Power Strings

Time Limit: 3000MS	Memory Limit: 65536K
Total Submissions: 32810	Accepted: 13670

Description

Given two strings a and b we define a*b to be their concatenation. For example, if a = "abc" and b = "def" then a*b = "abcdef". If we think of concatenation as multiplication, exponentiation by a non-negative integer is defined in the normal way: a^0 = "" (the empty string) and a^(n+1) = a*(a^n).

Input

Each test case is a line of input representing s, a string of printable characters. The length of s will be at least 1 and will not exceed 1 million characters. A line containing a period follows the last test case.

Output

For each s you should print the largest n such that s = a^n for some string a.

Sample Input

abcd
aaaa
ababab
.

Sample Output

1
4
3

Hint

This problem has huge input, use scanf instead of cin to avoid time limit exceed.

Source

    解題報告：正常做法是用KMP，求失敗指標什麼的。我這裡直接用字串雜湊和矩陣快速冪搞定了。

    首先從小到大列舉可能的重複串的長度，使用矩陣快速冪遞推最後一位的雜湊值，與實際計算的雜湊值比較，相同則說明當前子串為最小的重複串，此時n最大。

    程式碼如下：

#include <iostream>
#include <cstdio>
#include <algorithm>
#include <cstring>
#include <cmath>
#include <queue>
#include <vector>
#include <map>
#include <set>
#include <string>
#include <iomanip>
#include <cassert>
using namespace std;
//#pragma comment(linker, "/STACK:1024000000,1024000000")
#define ff(i, n) for(int i=0;i<(n);i++)
#define fff(i, n, m) for(int i=(n);i<=(m);i++)
#define dff(i, n, m) for(int i=(n);i>=(m);i--)
#define bit(n) (1LL<<(n))

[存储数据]
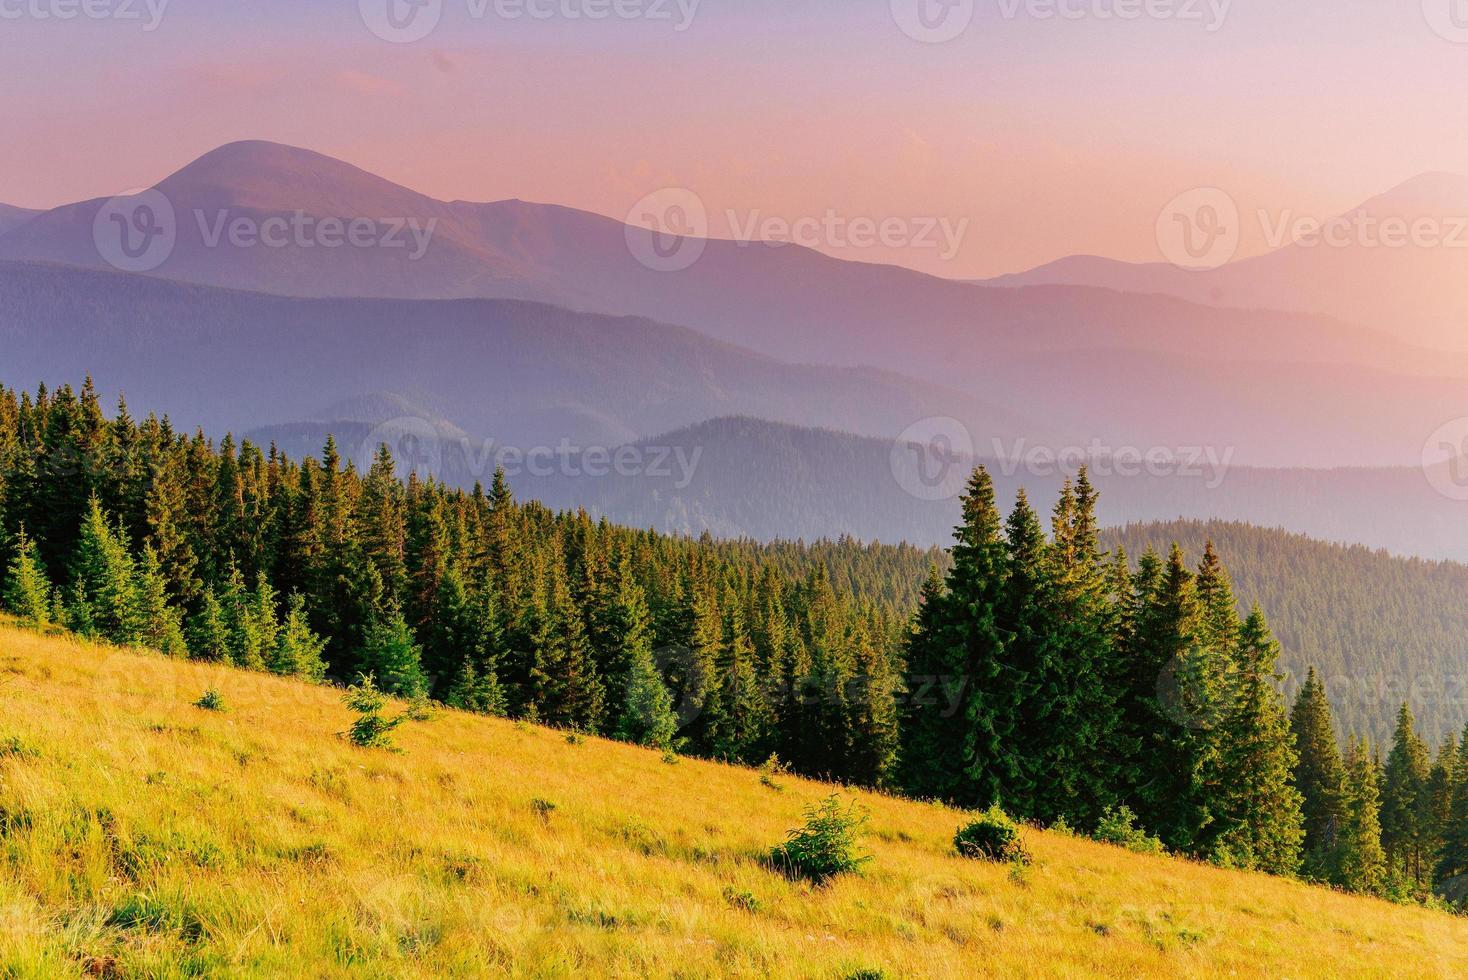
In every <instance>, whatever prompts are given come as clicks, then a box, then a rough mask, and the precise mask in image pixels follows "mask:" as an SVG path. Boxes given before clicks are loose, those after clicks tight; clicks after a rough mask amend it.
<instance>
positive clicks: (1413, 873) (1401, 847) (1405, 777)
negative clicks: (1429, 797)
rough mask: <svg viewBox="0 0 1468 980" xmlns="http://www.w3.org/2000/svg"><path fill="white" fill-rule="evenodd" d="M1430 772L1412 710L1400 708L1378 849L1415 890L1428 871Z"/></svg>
mask: <svg viewBox="0 0 1468 980" xmlns="http://www.w3.org/2000/svg"><path fill="white" fill-rule="evenodd" d="M1430 772H1431V760H1430V757H1428V753H1427V745H1425V744H1424V742H1422V739H1421V738H1418V735H1417V729H1415V723H1414V719H1412V710H1411V709H1409V707H1408V706H1406V704H1403V706H1402V710H1400V712H1399V713H1398V720H1396V735H1395V736H1393V742H1392V753H1390V754H1389V756H1387V761H1386V773H1384V780H1383V788H1381V845H1383V846H1384V848H1386V854H1387V860H1389V863H1390V864H1392V867H1393V869H1396V870H1400V871H1402V873H1405V874H1406V876H1408V877H1409V879H1411V880H1412V882H1414V883H1415V885H1418V886H1421V885H1424V883H1425V877H1427V871H1428V866H1427V849H1425V848H1427V833H1425V832H1427V827H1424V824H1422V817H1424V805H1422V797H1424V794H1425V791H1427V778H1428V775H1430Z"/></svg>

**练习任务:**
A. 从记录开头起，到含有“rough mask: <svg”的那一行止（两端都算），把这几行重写一遍，把其中的“negative”改为“background”，其余一字不动；答案里不要放图片。
B. 请接着 Power Strings 解题报告的选文结尾处续写下去。
这些记录与选文毫无关系。

**答案列表:**
A.
In every <instance>, whatever prompts are given come as clicks, then a box, then a rough mask, and the precise mask in image pixels follows "mask:" as an SVG path. Boxes given before clicks are loose, those after clicks tight; clicks after a rough mask amend it.
<instance>
positive clicks: (1413, 873) (1401, 847) (1405, 777)
background clicks: (1429, 797)
rough mask: <svg viewBox="0 0 1468 980" xmlns="http://www.w3.org/2000/svg"><path fill="white" fill-rule="evenodd" d="M1430 772L1412 710L1400 708L1378 849L1415 890L1428 871Z"/></svg>

B.
typedef long long LL;
typedef unsigned long long ULL;
void work();
int main()
{
#ifdef ACM
    freopen("in.txt", "r", stdin);
#endif // ACM

    work();
}

void nextInt(int & x)
{
    char ch;
    while(ch = getchar(), isdigit(ch) == false);

    x = 0;
    while(x = 10 * x + ch - '0', ch = getchar(), isdigit(ch) == true);
}

/*****************************************華麗分割線**********************************************/

ULL powULL(ULL a, int b)
{
    ULL ret = 1;
    while(b)
    {
        if(b&1)
            ret *= a;
        a *= a;
        b /= 2;
    }
    return ret;
}

struct Matrix
{
    ULL a[2][2];

    Matrix()
    {
        memset(a, 0, sizeof(a));
    }

    ULL* operator[](int i)
    {
        return a[i];
    }

    Matrix operator*(const Matrix & b) const
    {
        Matrix c;
        ff(i, 2) ff(j, 2) ff(k, 2)
            c[i][j] += a[i][k] * b.a[k][j];
        return c;
    }
};

Matrix powMatrix(Matrix a, int b)
{
    Matrix ret;
    ret[0][0] = ret[1][1] = 1;

    while(b)
    {
        if(b&1)
            ret = ret * a;
        a = a * a;
        b /= 2;
    }
    return ret;
}

template<int Size>
struct HashString
{
    ULL h[Size];

    void init(char * s, int len = -1)
    {
        if(len == -1) len = strlen(s);

        fff(i, 1, len)
            h[i] = h[i-1] * 29 + *s++;
    }

    ULL get(int sta, int len)
    {
        return h[sta + len] - h[sta] * powULL(29, len);
    }
};

HashString<10000003> hs;

char str[1111111];

void work()
{
    while(scanf("%s", str) == 1)
    {
        int len = strlen(str);
        if(len == 1 && str[0] == '.') break;

        hs.init(str, len);

        fff(i, 1, len) if(len % i == 0)
        {
            Matrix a;
            a[0][0] = a[0][1] = hs.get(0, i);

            Matrix b;
            b[1][0] = b[1][1] = 1;
            b[0][0] = powULL(29, i);
            b = powMatrix(b, len/i - 1);

            a = a * b;
            if(a[0][0] == hs.h[len])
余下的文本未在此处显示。